Passage ::
--- START ---

The Imaginary Girlfriend (16 page)

By the time I got him, it was all over town that I was looking for him; he was expecting my call. Carr remembered me, but not my face; he couldn't put me with a face, he said. I'm not surprised; in fact, I was surprised he remembered me at all—as I said, we never wrestled each other and my wrestling was hardly anything worth
watching.
If John Carr had had a minute to watch the other wrestlers in the Pitt wrestling room, there were a lot of better guys to watch than me.

--- END ---

Information shown ::

--- START ---

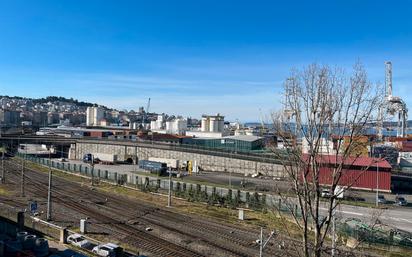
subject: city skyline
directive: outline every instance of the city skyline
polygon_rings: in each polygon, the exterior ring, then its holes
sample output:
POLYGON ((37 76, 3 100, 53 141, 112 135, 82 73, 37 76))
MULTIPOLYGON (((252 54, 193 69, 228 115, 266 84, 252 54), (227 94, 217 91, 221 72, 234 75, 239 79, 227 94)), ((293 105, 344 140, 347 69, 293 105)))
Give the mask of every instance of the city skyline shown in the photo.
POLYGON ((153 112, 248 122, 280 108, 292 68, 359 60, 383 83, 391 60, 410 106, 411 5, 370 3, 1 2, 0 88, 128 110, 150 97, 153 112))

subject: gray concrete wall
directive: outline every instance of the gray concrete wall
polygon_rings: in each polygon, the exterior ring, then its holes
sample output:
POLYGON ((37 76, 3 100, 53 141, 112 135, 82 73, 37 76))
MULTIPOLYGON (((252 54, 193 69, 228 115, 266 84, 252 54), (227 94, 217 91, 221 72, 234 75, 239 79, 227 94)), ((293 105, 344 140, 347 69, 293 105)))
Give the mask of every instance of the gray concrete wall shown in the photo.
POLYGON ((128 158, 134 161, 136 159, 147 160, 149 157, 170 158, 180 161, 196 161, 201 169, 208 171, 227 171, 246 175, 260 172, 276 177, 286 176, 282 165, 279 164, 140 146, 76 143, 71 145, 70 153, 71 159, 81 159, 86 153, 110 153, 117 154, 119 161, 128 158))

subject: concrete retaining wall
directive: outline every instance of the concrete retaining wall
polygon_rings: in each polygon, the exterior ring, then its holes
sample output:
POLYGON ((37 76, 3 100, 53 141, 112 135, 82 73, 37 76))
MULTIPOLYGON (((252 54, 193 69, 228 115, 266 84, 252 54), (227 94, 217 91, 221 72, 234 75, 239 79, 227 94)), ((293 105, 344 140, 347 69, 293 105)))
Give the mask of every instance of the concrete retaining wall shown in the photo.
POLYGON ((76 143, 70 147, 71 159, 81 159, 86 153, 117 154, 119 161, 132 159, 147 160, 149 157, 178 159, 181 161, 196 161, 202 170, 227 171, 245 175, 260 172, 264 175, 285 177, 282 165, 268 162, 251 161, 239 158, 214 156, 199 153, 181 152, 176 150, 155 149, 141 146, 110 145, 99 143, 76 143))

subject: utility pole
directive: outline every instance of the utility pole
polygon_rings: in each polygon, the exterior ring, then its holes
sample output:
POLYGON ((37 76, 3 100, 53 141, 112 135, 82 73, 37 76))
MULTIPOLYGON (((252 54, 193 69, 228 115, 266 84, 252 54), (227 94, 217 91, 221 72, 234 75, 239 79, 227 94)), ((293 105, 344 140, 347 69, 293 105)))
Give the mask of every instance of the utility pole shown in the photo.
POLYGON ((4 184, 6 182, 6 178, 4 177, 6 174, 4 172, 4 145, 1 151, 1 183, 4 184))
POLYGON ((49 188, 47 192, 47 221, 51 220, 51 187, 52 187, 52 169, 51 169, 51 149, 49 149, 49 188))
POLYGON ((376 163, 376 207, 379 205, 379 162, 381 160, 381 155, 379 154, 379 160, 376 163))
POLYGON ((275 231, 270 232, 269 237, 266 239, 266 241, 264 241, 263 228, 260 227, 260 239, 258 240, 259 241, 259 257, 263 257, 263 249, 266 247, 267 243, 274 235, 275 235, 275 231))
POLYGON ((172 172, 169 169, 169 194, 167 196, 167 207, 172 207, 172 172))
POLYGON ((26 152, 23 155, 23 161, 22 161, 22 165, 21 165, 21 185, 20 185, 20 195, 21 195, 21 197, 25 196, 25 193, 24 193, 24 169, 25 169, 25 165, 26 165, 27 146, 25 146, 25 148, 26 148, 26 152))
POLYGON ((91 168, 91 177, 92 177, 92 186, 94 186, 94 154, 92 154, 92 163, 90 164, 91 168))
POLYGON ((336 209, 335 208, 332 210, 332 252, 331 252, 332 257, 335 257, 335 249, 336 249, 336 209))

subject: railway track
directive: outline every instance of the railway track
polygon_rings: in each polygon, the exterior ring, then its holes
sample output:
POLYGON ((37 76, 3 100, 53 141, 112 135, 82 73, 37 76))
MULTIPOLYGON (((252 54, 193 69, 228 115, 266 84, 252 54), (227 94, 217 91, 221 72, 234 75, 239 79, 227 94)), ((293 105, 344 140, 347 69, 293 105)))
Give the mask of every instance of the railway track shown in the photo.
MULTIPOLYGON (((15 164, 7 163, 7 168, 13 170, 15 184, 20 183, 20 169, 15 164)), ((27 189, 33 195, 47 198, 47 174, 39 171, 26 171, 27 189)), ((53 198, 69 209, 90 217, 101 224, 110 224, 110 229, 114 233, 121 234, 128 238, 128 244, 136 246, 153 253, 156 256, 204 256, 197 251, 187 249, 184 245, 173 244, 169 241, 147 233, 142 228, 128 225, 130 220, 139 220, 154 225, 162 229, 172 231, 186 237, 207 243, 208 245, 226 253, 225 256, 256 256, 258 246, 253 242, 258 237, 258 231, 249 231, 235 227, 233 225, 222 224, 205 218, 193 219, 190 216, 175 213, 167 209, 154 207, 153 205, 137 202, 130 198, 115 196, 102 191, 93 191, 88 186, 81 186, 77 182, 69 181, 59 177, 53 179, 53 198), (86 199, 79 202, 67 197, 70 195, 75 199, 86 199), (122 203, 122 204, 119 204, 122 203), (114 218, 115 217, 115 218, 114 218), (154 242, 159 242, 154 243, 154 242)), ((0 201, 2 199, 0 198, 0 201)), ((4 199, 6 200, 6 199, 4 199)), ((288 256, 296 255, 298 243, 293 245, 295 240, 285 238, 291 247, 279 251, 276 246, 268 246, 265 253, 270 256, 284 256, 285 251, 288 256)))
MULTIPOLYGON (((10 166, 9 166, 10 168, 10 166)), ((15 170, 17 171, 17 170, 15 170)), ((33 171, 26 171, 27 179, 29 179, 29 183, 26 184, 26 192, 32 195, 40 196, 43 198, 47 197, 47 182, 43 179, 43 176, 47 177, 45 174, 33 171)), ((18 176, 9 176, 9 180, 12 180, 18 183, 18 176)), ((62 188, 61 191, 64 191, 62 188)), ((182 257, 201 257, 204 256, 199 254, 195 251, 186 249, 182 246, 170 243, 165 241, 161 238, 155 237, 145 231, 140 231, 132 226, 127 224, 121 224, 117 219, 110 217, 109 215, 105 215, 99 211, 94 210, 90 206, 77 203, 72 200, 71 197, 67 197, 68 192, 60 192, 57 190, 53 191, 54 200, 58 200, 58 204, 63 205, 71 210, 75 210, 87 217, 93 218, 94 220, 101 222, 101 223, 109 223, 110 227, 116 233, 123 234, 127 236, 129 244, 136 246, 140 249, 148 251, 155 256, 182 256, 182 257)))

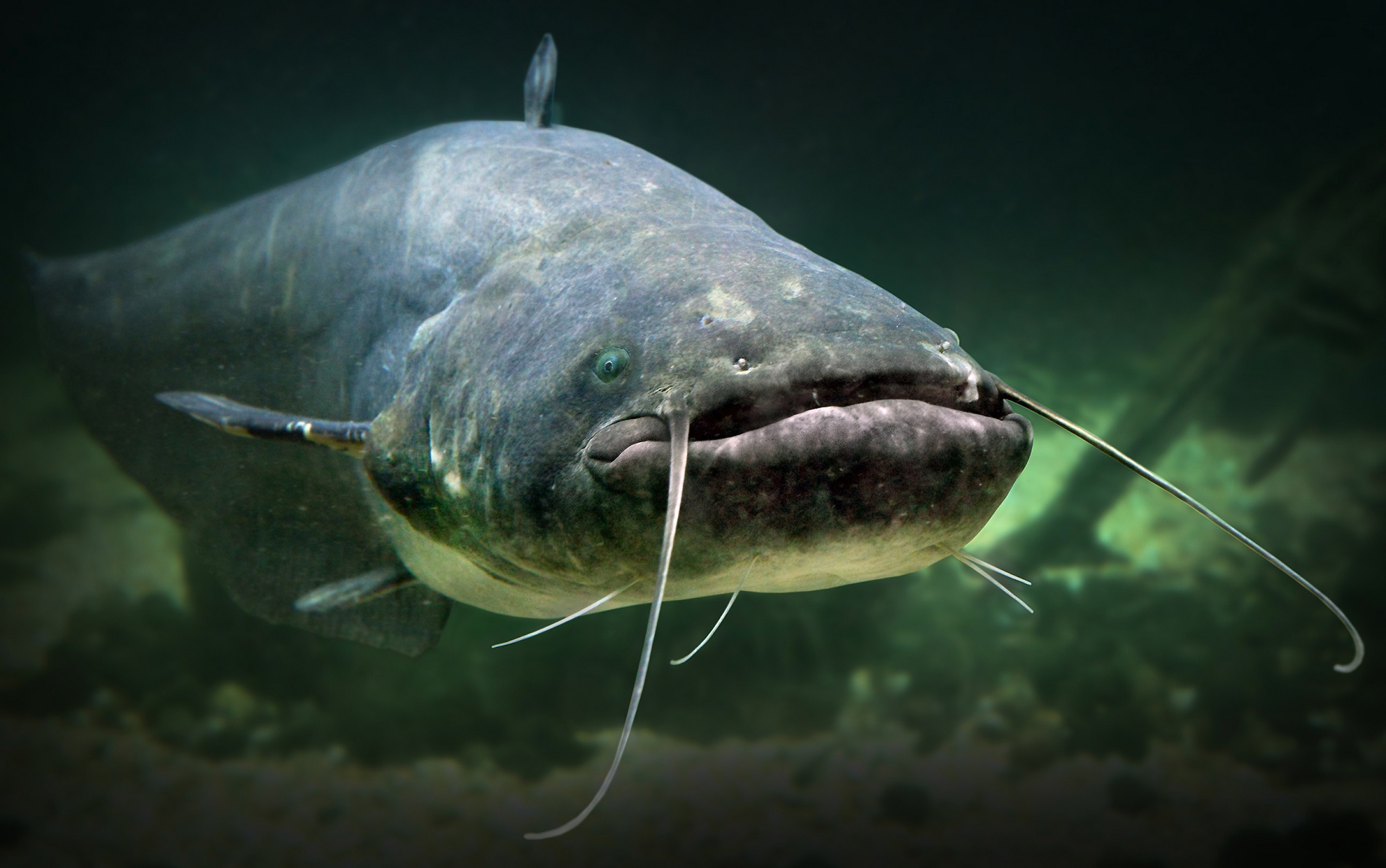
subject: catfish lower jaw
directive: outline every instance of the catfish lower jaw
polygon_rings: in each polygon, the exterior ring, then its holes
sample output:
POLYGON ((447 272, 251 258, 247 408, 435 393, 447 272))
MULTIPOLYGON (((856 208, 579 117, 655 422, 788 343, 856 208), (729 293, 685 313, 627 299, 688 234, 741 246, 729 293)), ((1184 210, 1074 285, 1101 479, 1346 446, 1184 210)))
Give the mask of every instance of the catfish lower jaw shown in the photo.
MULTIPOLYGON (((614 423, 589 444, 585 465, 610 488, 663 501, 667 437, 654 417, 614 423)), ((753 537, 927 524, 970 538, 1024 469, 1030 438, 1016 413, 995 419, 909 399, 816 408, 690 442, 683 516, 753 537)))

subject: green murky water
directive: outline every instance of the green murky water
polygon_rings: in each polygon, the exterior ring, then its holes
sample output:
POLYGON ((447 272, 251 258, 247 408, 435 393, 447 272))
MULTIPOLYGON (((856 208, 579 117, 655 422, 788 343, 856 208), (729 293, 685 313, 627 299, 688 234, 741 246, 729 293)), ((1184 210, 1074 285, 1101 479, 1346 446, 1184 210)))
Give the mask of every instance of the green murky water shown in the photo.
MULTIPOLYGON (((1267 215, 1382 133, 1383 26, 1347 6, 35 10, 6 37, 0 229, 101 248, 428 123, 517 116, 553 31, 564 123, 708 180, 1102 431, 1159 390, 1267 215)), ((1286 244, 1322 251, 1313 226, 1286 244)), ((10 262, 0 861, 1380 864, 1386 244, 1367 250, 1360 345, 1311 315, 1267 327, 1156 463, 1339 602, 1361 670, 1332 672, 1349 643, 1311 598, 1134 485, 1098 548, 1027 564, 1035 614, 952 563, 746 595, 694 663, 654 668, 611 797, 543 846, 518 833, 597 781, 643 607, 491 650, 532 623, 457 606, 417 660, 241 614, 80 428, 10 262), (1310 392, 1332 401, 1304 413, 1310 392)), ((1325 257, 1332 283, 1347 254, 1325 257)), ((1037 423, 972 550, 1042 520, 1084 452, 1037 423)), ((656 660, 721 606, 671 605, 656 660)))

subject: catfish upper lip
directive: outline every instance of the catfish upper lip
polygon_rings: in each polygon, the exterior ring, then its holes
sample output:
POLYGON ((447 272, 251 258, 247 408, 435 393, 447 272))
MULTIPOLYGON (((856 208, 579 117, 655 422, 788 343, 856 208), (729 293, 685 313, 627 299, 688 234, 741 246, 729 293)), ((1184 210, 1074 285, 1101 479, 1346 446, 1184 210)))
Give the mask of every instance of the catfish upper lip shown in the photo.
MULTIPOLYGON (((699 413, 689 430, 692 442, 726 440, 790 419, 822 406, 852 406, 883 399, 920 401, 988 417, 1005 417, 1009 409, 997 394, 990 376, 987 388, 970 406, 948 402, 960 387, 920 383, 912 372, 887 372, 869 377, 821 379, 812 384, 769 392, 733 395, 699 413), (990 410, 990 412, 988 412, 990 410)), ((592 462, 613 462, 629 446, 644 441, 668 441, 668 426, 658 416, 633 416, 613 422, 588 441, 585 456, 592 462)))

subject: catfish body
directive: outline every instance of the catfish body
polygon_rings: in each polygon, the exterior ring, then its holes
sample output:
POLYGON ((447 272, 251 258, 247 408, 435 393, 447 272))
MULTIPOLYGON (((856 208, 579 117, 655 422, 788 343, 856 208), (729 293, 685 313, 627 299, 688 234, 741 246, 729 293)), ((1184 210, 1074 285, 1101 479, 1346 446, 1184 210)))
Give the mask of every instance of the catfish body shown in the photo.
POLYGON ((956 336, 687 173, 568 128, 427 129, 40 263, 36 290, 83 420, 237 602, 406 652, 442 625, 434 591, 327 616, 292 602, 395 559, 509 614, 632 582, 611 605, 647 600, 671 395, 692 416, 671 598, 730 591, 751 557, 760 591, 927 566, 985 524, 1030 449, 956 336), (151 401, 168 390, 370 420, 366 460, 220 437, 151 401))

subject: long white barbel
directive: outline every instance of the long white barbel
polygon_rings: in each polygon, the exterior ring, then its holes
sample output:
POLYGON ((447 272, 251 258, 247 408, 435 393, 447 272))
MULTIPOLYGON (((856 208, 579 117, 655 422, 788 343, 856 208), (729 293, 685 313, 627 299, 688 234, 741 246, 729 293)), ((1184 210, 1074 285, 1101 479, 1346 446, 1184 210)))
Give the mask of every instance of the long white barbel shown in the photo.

--- END ---

What you need to do ::
A – Decide whether each statement agrees with the passage: (i) Carr remembered the narrator's face. (ii) The narrator and Carr never wrestled each other. (iii) Carr was expecting the narrator's call. For each, answer yes or no and quote the words of the passage that decide it.
B – Rewrite the passage between "By the time" and "watch than me.", inclusive, swapping "wrestling room" for "practice room".

Responses in order ::
A –
(i) No: "Carr remembered me, but not my face"
(ii) Yes: "we never wrestled each other"
(iii) Yes: "he was expecting my call"

B –
By the time I got him, it was all over town that I was looking for him; he was expecting my call. Carr remembered me, but not my face; he couldn't put me with a face, he said. I'm not surprised; in fact, I was surprised he remembered me at all—as I said, we never wrestled each other and my wrestling was hardly anything worth
watching.
If John Carr had had a minute to watch the other wrestlers in the Pitt practice room, there were a lot of better guys to watch than me.